* _What you have to do_:
Copy the entries out again in full.

* _Items listed in a dataset_:
☆ ☆ ☆ ☆ ☆ ☆ ☆
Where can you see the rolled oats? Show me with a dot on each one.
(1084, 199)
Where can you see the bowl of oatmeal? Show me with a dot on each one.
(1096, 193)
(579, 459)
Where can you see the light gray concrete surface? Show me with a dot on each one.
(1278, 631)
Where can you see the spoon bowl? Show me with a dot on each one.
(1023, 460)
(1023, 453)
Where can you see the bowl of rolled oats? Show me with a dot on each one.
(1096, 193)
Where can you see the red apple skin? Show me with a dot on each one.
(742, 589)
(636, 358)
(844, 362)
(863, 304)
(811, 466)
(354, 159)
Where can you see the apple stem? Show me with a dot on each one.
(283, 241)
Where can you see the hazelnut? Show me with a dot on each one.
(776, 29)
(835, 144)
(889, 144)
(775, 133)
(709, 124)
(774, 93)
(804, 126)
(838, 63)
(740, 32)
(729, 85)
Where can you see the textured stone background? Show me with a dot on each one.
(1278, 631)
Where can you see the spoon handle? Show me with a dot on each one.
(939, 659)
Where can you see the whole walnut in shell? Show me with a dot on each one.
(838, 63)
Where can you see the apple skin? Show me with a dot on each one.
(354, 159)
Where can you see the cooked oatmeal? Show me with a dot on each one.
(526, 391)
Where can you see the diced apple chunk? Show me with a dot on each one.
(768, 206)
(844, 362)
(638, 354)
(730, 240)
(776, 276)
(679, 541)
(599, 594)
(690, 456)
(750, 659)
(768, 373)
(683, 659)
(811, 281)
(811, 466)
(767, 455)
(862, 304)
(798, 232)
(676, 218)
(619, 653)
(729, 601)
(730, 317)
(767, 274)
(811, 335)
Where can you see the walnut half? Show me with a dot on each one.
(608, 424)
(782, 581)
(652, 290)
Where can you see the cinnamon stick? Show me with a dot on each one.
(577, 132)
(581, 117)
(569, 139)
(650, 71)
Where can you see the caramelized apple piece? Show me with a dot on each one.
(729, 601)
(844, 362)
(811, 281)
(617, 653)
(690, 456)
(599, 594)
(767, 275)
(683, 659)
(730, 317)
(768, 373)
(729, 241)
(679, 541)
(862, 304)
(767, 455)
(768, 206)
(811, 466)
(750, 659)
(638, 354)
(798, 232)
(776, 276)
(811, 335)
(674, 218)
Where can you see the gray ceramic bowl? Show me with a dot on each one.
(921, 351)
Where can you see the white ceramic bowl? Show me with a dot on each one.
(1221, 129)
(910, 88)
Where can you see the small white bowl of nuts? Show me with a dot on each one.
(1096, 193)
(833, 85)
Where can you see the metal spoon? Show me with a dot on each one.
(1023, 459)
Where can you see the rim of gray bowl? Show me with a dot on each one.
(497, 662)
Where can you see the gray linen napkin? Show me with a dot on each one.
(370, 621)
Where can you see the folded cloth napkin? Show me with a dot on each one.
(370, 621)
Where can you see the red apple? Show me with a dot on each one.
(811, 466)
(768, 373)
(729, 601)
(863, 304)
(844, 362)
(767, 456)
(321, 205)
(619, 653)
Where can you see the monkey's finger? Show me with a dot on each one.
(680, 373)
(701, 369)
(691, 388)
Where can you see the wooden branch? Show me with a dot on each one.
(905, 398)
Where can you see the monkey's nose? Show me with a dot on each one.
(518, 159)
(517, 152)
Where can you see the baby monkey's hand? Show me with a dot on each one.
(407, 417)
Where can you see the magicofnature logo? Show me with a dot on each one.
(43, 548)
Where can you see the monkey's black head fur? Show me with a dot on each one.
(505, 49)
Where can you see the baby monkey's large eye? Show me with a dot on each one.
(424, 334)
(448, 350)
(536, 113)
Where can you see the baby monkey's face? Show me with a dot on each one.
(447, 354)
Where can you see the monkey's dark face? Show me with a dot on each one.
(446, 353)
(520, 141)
☆ ☆ ☆ ☆ ☆ ☆ ☆
* _Written answer_:
Where can you see the rolled oats? Show me with a dot on each one.
(1084, 199)
Where can you see the bowl of oatmeal? Show me with a dot on each one.
(1096, 193)
(579, 459)
Where can you see the light gray concrete surface? Show me with a dot on each one.
(1278, 631)
Where can you see the spoon bowl? Show me with a dot on each one.
(1023, 460)
(1023, 453)
Where can you see the bowl of rolled oats? Show me with a dot on each one.
(1096, 193)
Where can you see the red apple skin? Show me with a dot on each one.
(742, 589)
(636, 358)
(844, 362)
(863, 304)
(811, 466)
(354, 159)
Where can you see the apple stem? Show me with a dot on each one.
(283, 241)
Where can you see the hazelnut? Show me with a dot on each one.
(776, 29)
(835, 144)
(889, 144)
(775, 133)
(709, 124)
(774, 93)
(804, 126)
(838, 63)
(740, 32)
(729, 85)
Where can you see the textured stone background? Show me with a dot on each one.
(1278, 631)
Where can you see the spoon handle? Show me with a dot on each one.
(939, 659)
Where can you see the whole walnut in shell? Show me with a dot on each one.
(838, 63)
Where can you see the apple skin? Show me with a dot on each one.
(354, 159)
Where can you see the cooked oatmeal? Show me with a dot on each one.
(526, 391)
Where can you see the diced apple chunk? Show me with a dot on each one.
(768, 206)
(844, 362)
(638, 354)
(730, 240)
(776, 276)
(679, 541)
(599, 594)
(690, 456)
(750, 659)
(768, 373)
(683, 659)
(811, 281)
(811, 466)
(767, 455)
(862, 304)
(798, 232)
(676, 218)
(619, 653)
(729, 601)
(730, 317)
(767, 274)
(811, 335)
Where can you see the walnut half? Show me with a dot on each one.
(608, 424)
(782, 581)
(652, 290)
Where can you see the cinnamon stick? Show me with a dot on each one.
(577, 132)
(581, 117)
(569, 139)
(650, 71)
Where can you see the caramelized apple piece? Show me with a dot on each one.
(729, 601)
(844, 362)
(811, 281)
(617, 653)
(690, 456)
(599, 594)
(767, 275)
(683, 659)
(730, 317)
(768, 373)
(729, 241)
(679, 541)
(862, 304)
(767, 455)
(768, 206)
(811, 466)
(750, 659)
(638, 354)
(798, 232)
(776, 276)
(811, 335)
(674, 218)
Where can you see the gray ceramic bowl? Show me with a dot on each one.
(921, 351)
Where can you see the white ceramic bowl? Show me with a dot on each one.
(1221, 129)
(910, 88)
Where can you see the small white bowl of nuts? Show me with a dot on each one.
(1096, 193)
(833, 85)
Where can you see the metal spoon? Show me with a dot on each one.
(1023, 459)
Where can you see the rim of gray bowl? Show me with a dot on each one.
(497, 662)
Where can you see the gray linen napkin? Show me with a dot on each one.
(370, 621)
Where can you see the folded cloth napkin? Show me with a dot on each one.
(370, 621)
Where can you see the red apple? Show me with a dot on each one.
(811, 466)
(768, 373)
(729, 601)
(863, 304)
(844, 362)
(767, 456)
(321, 205)
(619, 653)
Where can you see the monkey's finger? Show me with a dot on each one.
(680, 373)
(701, 369)
(691, 388)
Where can you see the wooden branch? Show me with a dot on each one.
(905, 398)
Where can you see the monkey's nose? Show me with a dot on each one.
(518, 159)
(517, 152)
Where can you see the baby monkey's hand? Show me with a dot on each one.
(407, 417)
Where can you see the magicofnature logo? Show me with a dot on each one.
(43, 548)
Where can you see the monkey's black head fur? Show me with a dot on each one.
(505, 49)
Where can you see the baby monkey's large eye? Show me with a dot on each one.
(424, 334)
(448, 350)
(536, 113)
Where can you see the baby monkey's face? Show me with a dot on each one.
(447, 354)
Where can you see the monkey's dark face? Show me with a dot on each one.
(446, 353)
(520, 141)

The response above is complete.